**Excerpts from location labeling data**
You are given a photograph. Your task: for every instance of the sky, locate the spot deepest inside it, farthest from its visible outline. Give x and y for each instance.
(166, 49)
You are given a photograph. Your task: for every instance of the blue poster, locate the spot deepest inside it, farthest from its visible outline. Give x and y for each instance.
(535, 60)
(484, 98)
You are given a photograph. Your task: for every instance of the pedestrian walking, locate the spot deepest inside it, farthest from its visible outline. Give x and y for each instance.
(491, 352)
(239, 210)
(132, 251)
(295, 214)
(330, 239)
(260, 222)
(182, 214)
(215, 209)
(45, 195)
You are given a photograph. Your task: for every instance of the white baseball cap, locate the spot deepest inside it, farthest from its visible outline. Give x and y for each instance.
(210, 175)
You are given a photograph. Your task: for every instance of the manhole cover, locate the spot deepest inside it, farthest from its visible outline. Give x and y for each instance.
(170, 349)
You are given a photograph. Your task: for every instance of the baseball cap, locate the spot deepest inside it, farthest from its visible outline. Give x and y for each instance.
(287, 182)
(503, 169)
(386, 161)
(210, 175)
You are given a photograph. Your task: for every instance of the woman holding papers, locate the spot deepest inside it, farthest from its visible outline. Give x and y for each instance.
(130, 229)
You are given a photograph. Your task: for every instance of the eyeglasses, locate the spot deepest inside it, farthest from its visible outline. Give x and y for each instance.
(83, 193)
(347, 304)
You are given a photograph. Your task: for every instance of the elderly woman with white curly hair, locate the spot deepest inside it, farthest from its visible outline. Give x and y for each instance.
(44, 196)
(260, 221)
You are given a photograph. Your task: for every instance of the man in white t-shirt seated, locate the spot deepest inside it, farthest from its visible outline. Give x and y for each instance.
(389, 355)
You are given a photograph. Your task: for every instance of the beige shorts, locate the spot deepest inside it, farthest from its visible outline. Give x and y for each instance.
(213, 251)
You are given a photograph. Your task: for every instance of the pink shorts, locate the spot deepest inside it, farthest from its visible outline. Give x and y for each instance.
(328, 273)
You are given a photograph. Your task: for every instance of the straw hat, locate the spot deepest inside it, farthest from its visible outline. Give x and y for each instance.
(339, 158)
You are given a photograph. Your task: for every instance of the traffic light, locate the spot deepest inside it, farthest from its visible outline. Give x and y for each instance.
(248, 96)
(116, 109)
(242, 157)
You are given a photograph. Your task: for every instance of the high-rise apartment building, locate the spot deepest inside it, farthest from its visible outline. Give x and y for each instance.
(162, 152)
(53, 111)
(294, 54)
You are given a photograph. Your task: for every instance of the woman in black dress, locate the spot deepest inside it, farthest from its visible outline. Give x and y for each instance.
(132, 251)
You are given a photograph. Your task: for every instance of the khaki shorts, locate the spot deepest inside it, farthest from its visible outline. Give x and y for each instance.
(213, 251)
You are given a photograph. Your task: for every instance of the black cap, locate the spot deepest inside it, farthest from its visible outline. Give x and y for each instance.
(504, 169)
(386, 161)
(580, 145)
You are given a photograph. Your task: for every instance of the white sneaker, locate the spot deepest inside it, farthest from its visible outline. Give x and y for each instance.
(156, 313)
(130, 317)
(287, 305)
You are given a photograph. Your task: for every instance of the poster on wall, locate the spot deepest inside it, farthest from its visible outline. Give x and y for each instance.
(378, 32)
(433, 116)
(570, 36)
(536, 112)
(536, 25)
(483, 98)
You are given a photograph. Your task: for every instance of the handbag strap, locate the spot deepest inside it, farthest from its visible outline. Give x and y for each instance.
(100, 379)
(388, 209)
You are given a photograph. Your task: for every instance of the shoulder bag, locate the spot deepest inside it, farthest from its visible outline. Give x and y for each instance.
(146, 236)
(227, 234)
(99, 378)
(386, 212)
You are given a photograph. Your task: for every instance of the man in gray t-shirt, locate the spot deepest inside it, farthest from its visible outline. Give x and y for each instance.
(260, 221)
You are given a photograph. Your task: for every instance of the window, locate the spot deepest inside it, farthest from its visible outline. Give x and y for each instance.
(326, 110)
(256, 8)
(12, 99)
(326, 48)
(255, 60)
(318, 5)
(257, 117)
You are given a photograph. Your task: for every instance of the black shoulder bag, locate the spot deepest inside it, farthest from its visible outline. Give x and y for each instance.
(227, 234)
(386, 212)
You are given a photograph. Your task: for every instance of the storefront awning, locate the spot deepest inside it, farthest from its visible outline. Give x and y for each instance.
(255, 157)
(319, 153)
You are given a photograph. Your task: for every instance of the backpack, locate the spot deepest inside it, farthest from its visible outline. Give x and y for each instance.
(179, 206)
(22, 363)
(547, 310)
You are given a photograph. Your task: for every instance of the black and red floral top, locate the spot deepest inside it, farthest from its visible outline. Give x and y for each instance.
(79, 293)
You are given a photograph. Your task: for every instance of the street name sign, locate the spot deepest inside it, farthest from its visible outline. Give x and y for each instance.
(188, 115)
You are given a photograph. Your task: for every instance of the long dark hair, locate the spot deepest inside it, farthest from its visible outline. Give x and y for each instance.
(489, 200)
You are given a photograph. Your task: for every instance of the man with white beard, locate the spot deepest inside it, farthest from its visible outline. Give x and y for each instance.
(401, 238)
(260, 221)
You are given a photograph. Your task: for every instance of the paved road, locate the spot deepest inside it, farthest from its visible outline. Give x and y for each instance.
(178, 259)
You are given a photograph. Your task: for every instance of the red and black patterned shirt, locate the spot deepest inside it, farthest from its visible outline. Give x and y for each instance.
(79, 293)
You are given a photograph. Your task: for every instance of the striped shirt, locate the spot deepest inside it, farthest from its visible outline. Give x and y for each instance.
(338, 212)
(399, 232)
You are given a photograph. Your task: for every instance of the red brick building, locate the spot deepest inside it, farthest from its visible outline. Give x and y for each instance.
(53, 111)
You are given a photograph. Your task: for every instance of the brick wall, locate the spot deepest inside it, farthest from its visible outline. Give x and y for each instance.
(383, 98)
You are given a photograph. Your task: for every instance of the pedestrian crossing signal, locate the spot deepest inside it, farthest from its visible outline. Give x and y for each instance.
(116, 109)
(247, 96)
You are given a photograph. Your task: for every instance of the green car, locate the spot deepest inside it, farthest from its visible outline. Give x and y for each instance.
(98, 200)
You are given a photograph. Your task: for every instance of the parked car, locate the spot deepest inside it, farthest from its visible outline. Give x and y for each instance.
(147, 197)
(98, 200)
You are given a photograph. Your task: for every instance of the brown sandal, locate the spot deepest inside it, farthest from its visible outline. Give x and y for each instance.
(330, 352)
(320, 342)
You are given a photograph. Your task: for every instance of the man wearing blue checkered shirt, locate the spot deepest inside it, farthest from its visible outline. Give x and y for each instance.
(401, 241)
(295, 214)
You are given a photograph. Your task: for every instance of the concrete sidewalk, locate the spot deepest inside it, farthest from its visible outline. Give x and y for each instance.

**Required work**
Reproduce verbatim the lines of the listing starting with the line containing "of the parked" and continuing through the final line of the listing.

**Answer for the task**
You are given a photograph. Your task: for every instance of the parked car, locate the spot deepest inside it, farthest from its visible outline. Give x and y for each instance.
(147, 197)
(98, 200)
You are given a photograph. Your task: for every instance of the brown sandal, locate the spot deepest inside it, farthest from its visible outline. Give x and y for each instance.
(330, 352)
(320, 342)
You are given a photograph. Your task: for every instance of the man wearing blue checkered shirt, locate the spot deepest inside it, farthest from its visible outline. Give x and y for each instance.
(401, 241)
(295, 214)
You are given a photograph. Your task: for every instance of the concrete sidewalk, locate the spot deepest inside it, farthest from its visible outline. Give x and y for each instance.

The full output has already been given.